## WHAT THE EXERCISE ASKS
Only the number is needed: how many lines of the records include "ordered"?

══ LISTED RECORDS

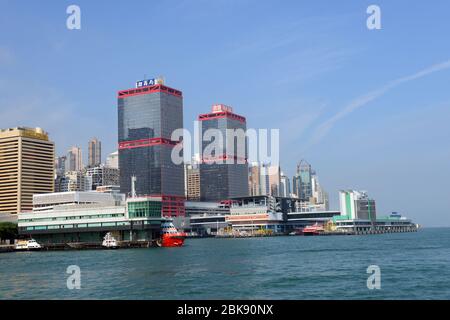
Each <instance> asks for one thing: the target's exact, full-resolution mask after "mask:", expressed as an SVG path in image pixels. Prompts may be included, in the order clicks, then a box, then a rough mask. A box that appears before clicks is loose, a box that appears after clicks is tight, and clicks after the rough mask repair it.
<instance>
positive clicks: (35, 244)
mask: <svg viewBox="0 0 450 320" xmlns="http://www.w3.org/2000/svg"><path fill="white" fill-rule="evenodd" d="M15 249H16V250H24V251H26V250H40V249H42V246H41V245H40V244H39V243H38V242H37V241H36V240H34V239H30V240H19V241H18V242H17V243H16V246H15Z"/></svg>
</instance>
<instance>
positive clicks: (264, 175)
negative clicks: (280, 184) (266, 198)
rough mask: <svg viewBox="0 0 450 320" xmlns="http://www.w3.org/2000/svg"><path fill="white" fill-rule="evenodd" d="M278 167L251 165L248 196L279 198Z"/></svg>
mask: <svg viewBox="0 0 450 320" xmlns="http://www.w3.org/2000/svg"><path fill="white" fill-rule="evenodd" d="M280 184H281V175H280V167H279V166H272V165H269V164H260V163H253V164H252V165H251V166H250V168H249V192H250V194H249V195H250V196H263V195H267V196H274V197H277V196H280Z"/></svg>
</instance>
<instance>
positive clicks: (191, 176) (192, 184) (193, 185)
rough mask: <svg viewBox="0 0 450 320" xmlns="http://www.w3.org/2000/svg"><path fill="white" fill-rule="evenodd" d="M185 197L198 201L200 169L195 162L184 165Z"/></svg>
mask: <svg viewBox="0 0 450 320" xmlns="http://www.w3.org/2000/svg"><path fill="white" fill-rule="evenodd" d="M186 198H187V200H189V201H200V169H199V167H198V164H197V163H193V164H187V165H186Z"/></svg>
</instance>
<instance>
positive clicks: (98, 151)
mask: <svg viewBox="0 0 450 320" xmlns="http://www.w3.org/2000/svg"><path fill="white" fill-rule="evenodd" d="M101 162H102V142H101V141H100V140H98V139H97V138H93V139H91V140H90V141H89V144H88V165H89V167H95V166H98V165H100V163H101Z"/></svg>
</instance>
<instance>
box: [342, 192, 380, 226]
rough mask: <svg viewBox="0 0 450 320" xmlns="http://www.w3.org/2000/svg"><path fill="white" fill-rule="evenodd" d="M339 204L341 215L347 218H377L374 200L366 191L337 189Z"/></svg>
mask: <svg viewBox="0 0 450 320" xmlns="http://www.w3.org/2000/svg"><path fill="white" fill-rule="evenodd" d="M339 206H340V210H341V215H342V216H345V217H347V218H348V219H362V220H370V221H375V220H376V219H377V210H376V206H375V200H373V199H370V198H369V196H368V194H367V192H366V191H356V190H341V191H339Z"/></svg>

════
══ LISTED RECORDS

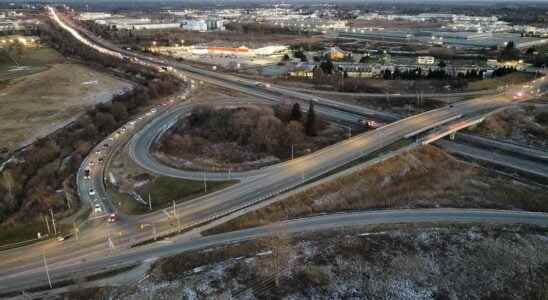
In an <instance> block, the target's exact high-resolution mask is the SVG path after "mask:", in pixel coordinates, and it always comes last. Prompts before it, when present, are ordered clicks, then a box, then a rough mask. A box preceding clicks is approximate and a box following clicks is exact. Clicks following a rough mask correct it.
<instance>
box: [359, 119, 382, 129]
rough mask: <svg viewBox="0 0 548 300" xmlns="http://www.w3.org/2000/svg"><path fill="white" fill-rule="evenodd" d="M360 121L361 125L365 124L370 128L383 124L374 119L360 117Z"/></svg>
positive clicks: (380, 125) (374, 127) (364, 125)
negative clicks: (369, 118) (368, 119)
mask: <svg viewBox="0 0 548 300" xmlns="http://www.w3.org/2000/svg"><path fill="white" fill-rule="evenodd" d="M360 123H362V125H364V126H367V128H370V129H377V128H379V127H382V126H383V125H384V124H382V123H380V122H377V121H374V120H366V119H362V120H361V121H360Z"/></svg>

════
══ LISTED RECORDS

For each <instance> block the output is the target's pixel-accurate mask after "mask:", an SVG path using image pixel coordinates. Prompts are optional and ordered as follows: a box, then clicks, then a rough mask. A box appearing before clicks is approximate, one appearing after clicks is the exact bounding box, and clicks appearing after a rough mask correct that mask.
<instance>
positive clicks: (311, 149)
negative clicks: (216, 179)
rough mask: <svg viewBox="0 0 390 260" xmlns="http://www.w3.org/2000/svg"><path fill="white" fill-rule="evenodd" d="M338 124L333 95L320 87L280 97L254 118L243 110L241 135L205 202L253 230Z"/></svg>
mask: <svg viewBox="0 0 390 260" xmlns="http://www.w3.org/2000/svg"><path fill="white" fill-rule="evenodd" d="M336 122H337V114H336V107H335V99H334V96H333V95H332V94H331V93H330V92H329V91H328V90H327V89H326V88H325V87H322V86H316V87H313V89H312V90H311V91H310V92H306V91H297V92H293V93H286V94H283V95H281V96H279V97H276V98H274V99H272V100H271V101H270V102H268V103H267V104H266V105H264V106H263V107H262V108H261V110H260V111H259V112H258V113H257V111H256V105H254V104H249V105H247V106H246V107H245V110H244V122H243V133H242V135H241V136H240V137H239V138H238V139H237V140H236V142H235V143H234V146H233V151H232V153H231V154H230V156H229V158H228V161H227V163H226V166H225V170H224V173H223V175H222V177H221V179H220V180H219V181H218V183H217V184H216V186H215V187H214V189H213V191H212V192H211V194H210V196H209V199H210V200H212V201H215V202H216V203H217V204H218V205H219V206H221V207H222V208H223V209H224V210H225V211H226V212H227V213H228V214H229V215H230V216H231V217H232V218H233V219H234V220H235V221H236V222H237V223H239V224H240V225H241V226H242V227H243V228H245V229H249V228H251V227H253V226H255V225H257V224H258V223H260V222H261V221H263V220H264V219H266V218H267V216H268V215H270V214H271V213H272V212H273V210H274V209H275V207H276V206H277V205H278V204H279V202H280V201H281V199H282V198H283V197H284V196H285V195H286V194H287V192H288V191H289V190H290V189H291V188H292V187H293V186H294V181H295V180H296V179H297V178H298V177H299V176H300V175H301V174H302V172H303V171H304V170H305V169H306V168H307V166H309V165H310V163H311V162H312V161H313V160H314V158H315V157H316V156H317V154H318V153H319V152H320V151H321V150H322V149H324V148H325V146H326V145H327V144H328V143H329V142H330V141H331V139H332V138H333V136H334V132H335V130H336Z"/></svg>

════

## RESPONSE TO THE TASK
2